# Provided entries:

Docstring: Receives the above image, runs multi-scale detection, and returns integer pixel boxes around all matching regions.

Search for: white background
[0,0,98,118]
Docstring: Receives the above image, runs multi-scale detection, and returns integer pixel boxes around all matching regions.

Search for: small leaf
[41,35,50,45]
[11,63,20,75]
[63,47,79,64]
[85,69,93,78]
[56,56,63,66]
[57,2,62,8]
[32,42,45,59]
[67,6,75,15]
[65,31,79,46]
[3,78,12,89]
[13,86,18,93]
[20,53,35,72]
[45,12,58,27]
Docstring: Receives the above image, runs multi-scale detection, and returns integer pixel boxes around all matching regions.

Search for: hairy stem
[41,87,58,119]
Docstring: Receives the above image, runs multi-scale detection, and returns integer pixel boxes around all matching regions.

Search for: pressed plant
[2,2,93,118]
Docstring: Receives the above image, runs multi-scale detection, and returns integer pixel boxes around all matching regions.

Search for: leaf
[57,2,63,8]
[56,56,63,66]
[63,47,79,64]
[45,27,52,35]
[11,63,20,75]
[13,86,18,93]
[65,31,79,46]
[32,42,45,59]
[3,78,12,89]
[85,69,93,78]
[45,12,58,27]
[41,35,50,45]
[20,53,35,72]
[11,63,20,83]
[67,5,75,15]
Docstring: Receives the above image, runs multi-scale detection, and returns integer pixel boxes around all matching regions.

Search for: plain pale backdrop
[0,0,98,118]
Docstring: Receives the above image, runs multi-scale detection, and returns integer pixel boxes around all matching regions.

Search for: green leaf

# Requirement:
Transcribe the records exactly, starting with their first line and going on through the line that contains "[2,2,93,118]".

# Final result:
Docstring: Receives the above image, runs multi-scale detection, and returns integer pixel boxes around all matching regions.

Search for: white background
[0,0,98,118]
Docstring: Receives the above image, runs multi-scale detection, and returns integer pixel boxes around all matching regions.

Search for: small leaf
[41,35,50,45]
[11,63,20,75]
[63,47,79,64]
[85,69,93,78]
[56,56,63,66]
[57,2,62,8]
[32,42,45,59]
[67,6,75,15]
[65,31,79,46]
[3,78,12,89]
[13,86,18,93]
[20,53,35,72]
[45,12,58,27]
Docstring: Receives the above image, runs multi-scale detection, and returns integer pixel boxes around all matching regions.

Search for: hairy stem
[41,87,58,119]
Docstring: Receives the above image, runs multi-scale detection, and returns integer pixel boxes around all matching regions.

Search for: pressed plant
[2,2,93,118]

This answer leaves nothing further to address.